══ EXERCISE INPUT

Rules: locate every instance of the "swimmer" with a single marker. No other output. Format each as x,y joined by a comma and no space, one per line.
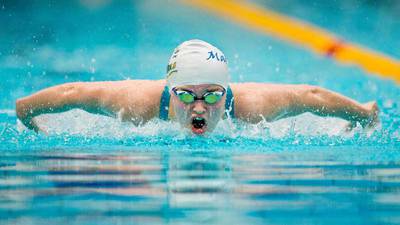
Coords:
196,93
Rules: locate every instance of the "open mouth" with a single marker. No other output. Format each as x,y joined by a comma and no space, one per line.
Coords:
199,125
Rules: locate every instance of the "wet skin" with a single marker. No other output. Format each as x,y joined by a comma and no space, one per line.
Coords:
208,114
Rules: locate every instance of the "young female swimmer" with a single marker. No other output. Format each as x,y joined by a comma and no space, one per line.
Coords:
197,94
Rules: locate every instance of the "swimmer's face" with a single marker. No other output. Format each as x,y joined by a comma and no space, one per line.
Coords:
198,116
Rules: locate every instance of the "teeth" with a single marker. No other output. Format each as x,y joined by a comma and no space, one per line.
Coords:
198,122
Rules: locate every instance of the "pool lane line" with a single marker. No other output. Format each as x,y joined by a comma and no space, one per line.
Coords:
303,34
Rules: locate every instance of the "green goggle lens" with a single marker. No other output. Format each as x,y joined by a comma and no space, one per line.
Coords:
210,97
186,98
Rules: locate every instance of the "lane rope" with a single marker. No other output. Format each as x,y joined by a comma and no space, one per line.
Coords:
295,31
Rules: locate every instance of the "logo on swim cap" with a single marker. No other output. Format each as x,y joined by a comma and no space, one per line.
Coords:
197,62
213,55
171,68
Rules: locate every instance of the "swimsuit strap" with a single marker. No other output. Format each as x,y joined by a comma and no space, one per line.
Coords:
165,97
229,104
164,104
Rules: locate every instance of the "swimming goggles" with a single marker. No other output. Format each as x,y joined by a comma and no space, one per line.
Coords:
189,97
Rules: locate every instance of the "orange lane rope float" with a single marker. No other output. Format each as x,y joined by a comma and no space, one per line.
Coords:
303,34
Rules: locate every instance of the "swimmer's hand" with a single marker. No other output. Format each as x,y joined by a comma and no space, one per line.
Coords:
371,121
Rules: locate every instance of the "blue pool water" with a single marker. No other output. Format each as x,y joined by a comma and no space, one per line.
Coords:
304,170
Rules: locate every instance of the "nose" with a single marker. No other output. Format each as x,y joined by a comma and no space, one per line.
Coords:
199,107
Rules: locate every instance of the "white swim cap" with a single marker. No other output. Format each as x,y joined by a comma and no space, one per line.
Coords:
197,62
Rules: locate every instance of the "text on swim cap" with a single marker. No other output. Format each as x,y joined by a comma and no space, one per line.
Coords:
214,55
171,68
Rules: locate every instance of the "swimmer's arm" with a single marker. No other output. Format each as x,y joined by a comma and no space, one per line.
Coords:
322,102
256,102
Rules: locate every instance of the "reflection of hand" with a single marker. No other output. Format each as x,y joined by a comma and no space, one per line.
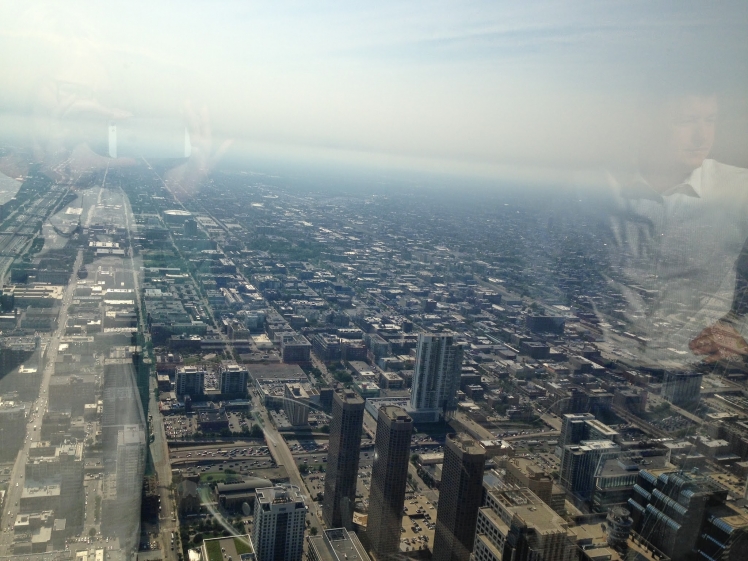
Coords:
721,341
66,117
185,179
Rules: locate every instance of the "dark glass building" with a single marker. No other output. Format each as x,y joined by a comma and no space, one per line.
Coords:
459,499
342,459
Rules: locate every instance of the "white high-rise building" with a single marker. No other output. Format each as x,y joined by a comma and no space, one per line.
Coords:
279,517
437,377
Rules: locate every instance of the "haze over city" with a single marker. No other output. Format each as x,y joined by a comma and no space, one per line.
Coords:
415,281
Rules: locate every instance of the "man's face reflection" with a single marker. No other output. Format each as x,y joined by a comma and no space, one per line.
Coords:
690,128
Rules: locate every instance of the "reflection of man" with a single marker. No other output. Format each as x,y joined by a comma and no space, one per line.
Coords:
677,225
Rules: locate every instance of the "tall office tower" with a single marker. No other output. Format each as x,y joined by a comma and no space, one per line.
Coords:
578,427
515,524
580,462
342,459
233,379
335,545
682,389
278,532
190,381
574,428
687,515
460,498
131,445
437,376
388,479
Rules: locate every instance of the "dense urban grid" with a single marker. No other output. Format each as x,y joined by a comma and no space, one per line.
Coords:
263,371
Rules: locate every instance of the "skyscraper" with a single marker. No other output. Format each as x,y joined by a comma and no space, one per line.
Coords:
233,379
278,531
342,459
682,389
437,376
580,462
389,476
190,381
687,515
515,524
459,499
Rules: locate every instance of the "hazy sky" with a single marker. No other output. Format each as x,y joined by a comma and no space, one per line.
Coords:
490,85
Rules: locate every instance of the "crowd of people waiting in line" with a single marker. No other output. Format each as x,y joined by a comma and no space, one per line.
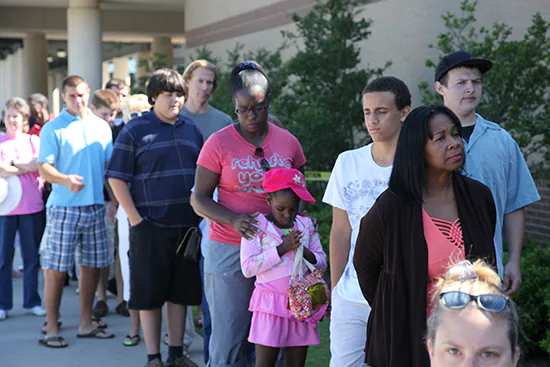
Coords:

════

All of the data above should be transcribed verbatim, with pictures omitted.

## REPLY
Rules: locate every instance of the "swimmer" with a single marker. No other output. Format each as x,y joined by a comma and no space, one per line.
Coords:
196,93
Rules: locate every instance of the "open mouth" with a single marker. No other output. Format each as x,y joined by a comma and no space, one per line.
Coords:
199,125
Rules: locate every instance of the "wet skin" with a single marker. No other output. Format each as x,y joined by a comma and no space, one per line.
Coords:
208,114
Rules: locate every instance of the "young female swimmer" with a single marker. No other output. Format each as x,y joined by a comma and no space, one per line.
Coords:
197,94
Rules: locate every instance of the "swimmer's face" with a single marker. No other output. Format each as x,y joined by a comma and no space, one per line.
Coords:
198,116
Rules: locate every instance of the "teeth" with a single marker. No other output. Format each as x,y joined by a comma and no space, one per line.
Coords:
198,122
Rules: locate every instance of the "pool lane line" with a single marker. No other output. Format each as x,y joined by a comma and no space, one per line.
Coords:
303,34
Rules: locate every instance of the "green goggle lens" with a single marker. No other output. Format each as x,y joined by a comma and no space, one per line.
Coords:
210,97
186,98
Rules: locate every instance of the "lane rope" with a single marker. No other output. Format each as x,y joined by a comma and no space, one per line.
Coords:
295,31
Rules: locate every instance of the "logo on swim cap" with a single marker. No other output. Format each as x,y joined by a comma and no space, one per line.
Coords:
197,62
213,55
171,68
Rules: locate every instance of the "swimsuit strap" with a single marker. No other output. Format each as x,y joined by a comma and no space, one per line.
Coords:
165,97
229,104
164,104
Rules: locate every instance of the "swimming goggles" with a single marker. No other output. Format each as x,y joined by a comma and no space, one per line.
Coords:
189,97
Rules: locate every instance of the "orange lane rope float" with a single marker. No other output. Format each as x,y joined by a comma and no space, one per line.
Coords:
303,34
Rules: locate every instance of the "swimmer's hand" with a single marker. No other output. Format each as x,y joined by a comma and no space, one per line.
Coords:
371,121
Rules: locate every instance of the "blue pool water" with a single marker. No other output. Format each as x,y joined by a comma and no space, one per line.
Coords:
304,170
Rules: locate every instance of the "nose" with a single marker. No other output. Format each as x,y joined by a comma and no space, one per line.
Coords:
199,107
Rules: locate every instance of the "white swim cap" with a single marker. No other output. Format each as x,y joined by a comma and no space, one per line.
Coords:
197,62
Rules: locate every instance of the "text on swim cap" with a single marker. No other output. Format each as x,y joined by a comma and no space, one per line.
Coords:
214,55
171,68
Rules: locate every instance of the "swimmer's arm" with a single marker. No other output. Format each as x,y joined by a comma and no space, one per line.
Coords:
322,102
256,102
Rules: locate every instance of the "reflection of hand" with a single marker. No other output. Format each as x,y joined by a comma and no space, one per line.
Coords:
721,341
66,117
185,179
Rules: locate every instance of the "dark glass building" with a single marker. No other output. Format each as x,y joined by a comma and no space, one per line.
Coords:
459,499
342,459
Rules: locate every instance of the "white high-rise building" with a single marker. No other output. Format each as x,y joined by a comma and no space, one per line.
Coords:
279,517
437,377
Rules: locate every instance of the "haze over city" with a single marker. No other output. Format each as x,y joined by a comma and no space, one per line.
Coords:
415,281
Rules: locate every instance of the "man's face reflection" with a single marker. No other output. Format each as x,y joined by a comma and no space, one per line.
Coords:
690,128
Rules: locate every instance of the "reflection of man" with a single marker. No other output. Format each as x,y joined by a comma and no space, one per line.
Coords:
677,225
Rules: locate every instance of the "tall office tower" with a single marker. No other output. Format each as x,y joined by a comma and no space, one per line.
Coords:
578,427
515,524
580,462
342,459
233,379
335,545
682,389
278,532
190,381
574,428
687,515
460,498
131,445
437,376
388,479
Rules: locate every instance of the "dense urban grid" with a single marker. No other output. Format each as x,y joined by a comma and no space, one per line.
Coords:
263,371
Rules: locate every instance of the "skyscraper" with a single marker. No other output. Format each as x,y joined by a comma and no space, one per line.
Coords:
233,379
278,531
342,459
682,389
437,376
580,462
389,476
190,381
687,515
515,524
459,499
Rules: locate every instance of the "hazy sky" with a single marker. No other output. Format each as x,y joined by a comma and no space, one per line.
Coords:
490,85
Rules: locate every instance of the "crowd of people waiting in line" with a single marker. No other output. Format each as x,y joined by a comma and no space, one per line.
Coords:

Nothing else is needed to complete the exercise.